Image point grounding data
◆ ◆ ◆
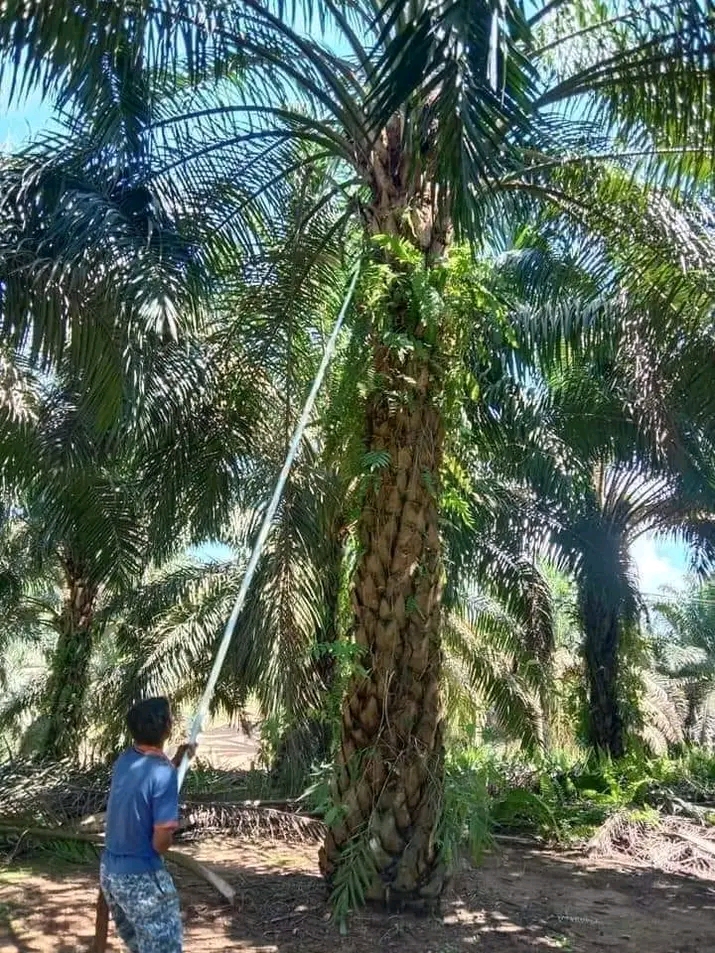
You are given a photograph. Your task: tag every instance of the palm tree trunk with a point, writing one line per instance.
(389, 774)
(601, 652)
(69, 677)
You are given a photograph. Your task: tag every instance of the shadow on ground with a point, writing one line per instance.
(517, 901)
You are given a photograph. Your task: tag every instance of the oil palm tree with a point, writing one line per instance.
(435, 119)
(610, 405)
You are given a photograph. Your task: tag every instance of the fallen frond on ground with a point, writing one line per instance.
(674, 845)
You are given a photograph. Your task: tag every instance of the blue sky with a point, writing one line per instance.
(22, 120)
(659, 563)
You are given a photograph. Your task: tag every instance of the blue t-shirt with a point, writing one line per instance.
(144, 794)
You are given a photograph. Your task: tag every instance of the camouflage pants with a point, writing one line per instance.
(145, 910)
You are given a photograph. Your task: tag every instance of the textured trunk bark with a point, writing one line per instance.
(601, 651)
(69, 676)
(389, 777)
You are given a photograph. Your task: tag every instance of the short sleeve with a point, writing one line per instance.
(165, 798)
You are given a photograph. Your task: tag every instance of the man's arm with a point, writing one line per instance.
(165, 804)
(163, 838)
(164, 807)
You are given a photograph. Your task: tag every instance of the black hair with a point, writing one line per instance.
(149, 721)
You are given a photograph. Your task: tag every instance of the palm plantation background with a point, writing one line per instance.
(524, 388)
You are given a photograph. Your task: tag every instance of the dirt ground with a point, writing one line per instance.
(518, 900)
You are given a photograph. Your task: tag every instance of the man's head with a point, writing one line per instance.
(149, 721)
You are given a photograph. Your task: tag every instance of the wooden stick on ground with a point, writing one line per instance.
(102, 915)
(101, 925)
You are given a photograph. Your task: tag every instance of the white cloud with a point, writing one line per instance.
(654, 569)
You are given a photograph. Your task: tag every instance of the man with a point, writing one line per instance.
(142, 815)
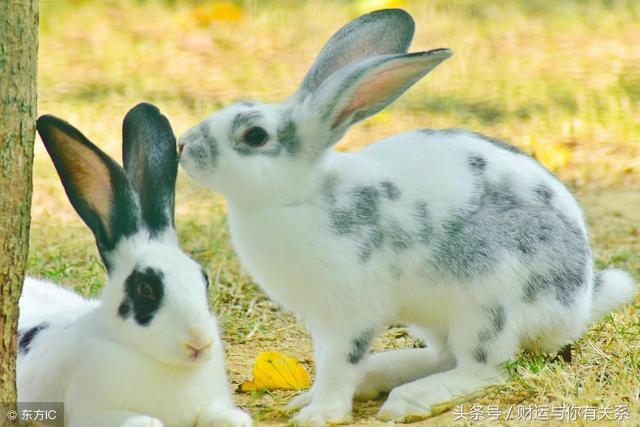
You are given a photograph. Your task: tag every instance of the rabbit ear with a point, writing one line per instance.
(383, 32)
(151, 165)
(95, 185)
(362, 89)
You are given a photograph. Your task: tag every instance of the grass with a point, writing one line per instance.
(556, 75)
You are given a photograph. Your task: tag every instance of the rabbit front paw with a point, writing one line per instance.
(142, 421)
(230, 417)
(320, 415)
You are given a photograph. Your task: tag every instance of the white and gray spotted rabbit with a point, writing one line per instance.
(148, 353)
(465, 238)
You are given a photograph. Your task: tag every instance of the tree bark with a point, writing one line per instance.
(18, 59)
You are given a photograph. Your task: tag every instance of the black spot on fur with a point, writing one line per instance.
(144, 294)
(360, 346)
(27, 337)
(480, 354)
(478, 163)
(390, 190)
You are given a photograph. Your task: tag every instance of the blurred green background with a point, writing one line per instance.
(559, 79)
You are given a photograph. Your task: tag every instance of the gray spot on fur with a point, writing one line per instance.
◆ ◆ ◆
[Work to complete] All of the data should be returned word for word, with each picture left out.

[Solved problem]
You are given a photograph. Your task: tag every instance of the palm tree trunk with a point, writing one line per instance.
(389, 774)
(601, 652)
(69, 677)
You are given a photograph. Your task: tag every instance of the shadow on ground with a point, writing one line per instance.
(517, 901)
You are given a photograph. Your task: tag every instance of the oil palm tree with a point, writing one line per instance.
(435, 119)
(610, 405)
You are given a photograph. Your task: tag every instance of the fallen frond on ground with a point, writing one line per instance.
(674, 845)
You are given a photograph. Your task: tag every instance of the blue sky with a point, writing one line per instance.
(22, 120)
(659, 563)
You are given a photograph. Your task: tag every instance of the blue t-shirt with a point, writing one line per instance.
(144, 794)
You are given a photograph. Your task: tag every instance of the camouflage pants with a point, writing one line per instance.
(145, 910)
You are given a photograph. Your task: tag every instance of the textured trunk bark with a point, writing one line per instance.
(601, 651)
(69, 676)
(389, 777)
You are given a photograph. Your task: tag every instance of the short sleeve with a point, writing one line per instance.
(165, 798)
You are given a photograph. Your task: tag every instance of the man's arm with a point, writing one line per instance.
(165, 804)
(163, 838)
(164, 807)
You are given a photograph. Your task: tag every instance of the black hair with a point, writing one line per instance.
(149, 721)
You are given a photograph. Your task: tag every instance of the palm plantation background with a point, writing one line per instance.
(524, 388)
You are given a photograph. Your task: tag every instance of the dirt ground with a point, writing one line per instance.
(518, 900)
You are given a photograph. Your task: tag every instance of the man's head with a point, writing one line per instance.
(149, 721)
You are given a photograph. Your task: tag every instance of the wooden stick on ground with a point, writing one line per instance.
(102, 915)
(101, 925)
You are given a photograph. Your task: tag every instance of the white cloud with a point, writing one line per instance.
(654, 569)
You are given a photograph. Your task: tag every instance of the man with a point, writing one line per instance.
(142, 815)
You are given a photograph. Your task: tag every instance of the rabbit ear with a point, writing one line per instance.
(383, 32)
(151, 165)
(95, 185)
(362, 89)
You are given a photograph. Your task: tag every instance of the grass with a point, writing one line per instance.
(556, 75)
You are given a photograph. Your task: tag every instance of the rabbit front paw with a point, writing one line per instance.
(142, 421)
(230, 417)
(320, 415)
You are given a photograph. Your task: tag every instance of the white and gray spotted rabbit with a point, writing one line per instance.
(148, 353)
(465, 238)
You are given a photograph. Your task: tag every instance of the tree bark with a point, writing one line per instance.
(18, 59)
You are given a photograph. Your task: tag every instance of the black spot on fur with a point, writing one line per instance.
(144, 294)
(360, 346)
(27, 337)
(480, 354)
(478, 163)
(390, 190)
You are given a photograph. Your task: tag every instance of the blurred green background with a point, writing one line per instance.
(559, 79)
You are given a photograph. Your task: tag every instance of the gray spot on fur with a point, writing one line per instance.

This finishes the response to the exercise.